**Items from a data source**
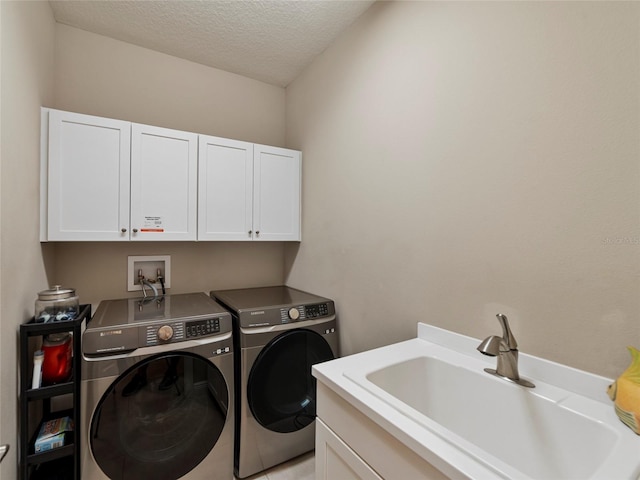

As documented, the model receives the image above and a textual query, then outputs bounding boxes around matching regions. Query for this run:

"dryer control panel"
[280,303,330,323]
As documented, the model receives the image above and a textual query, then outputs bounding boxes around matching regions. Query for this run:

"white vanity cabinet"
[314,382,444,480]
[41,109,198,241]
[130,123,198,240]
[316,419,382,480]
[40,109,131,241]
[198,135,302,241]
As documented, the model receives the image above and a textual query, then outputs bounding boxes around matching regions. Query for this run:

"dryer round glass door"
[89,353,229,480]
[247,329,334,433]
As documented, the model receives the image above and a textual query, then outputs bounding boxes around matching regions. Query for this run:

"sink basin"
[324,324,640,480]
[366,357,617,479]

==

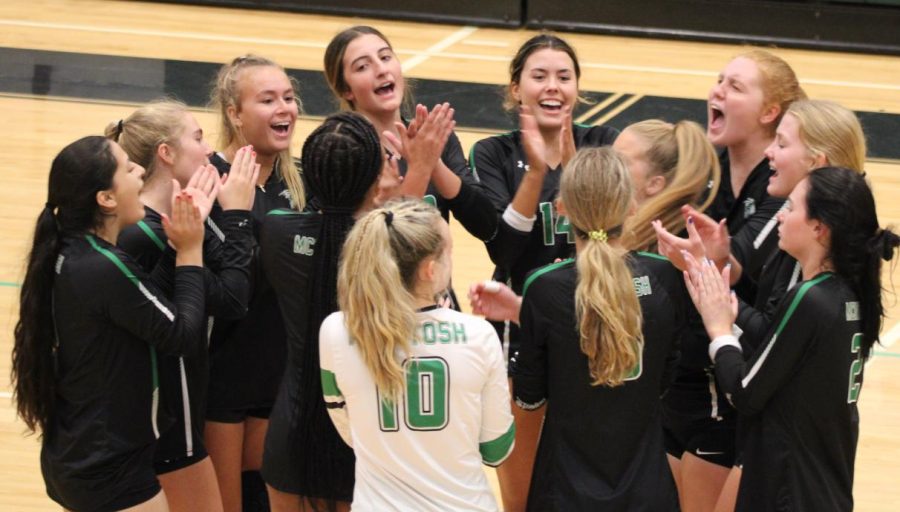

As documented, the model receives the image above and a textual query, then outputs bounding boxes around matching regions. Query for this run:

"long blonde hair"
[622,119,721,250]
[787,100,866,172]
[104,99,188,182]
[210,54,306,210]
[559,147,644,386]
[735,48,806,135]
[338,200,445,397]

--

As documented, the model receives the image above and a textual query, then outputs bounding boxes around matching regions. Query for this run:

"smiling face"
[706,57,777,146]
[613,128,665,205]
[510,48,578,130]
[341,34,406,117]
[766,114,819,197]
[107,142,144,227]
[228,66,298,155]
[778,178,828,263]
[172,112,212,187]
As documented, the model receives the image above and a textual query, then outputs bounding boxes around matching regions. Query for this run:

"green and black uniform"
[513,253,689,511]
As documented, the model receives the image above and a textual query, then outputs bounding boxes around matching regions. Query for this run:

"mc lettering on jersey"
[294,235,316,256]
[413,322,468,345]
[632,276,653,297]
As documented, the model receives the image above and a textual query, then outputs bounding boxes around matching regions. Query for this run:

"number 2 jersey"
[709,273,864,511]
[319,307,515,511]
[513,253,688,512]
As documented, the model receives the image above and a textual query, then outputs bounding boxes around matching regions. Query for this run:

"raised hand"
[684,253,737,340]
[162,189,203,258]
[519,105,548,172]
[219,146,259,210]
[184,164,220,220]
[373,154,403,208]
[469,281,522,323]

**Task objective**
Return each line from the items above that contains the string "dryer". Treat the match as case-sensitive.

**Exercise answer**
"dryer control panel"
"dryer round glass door"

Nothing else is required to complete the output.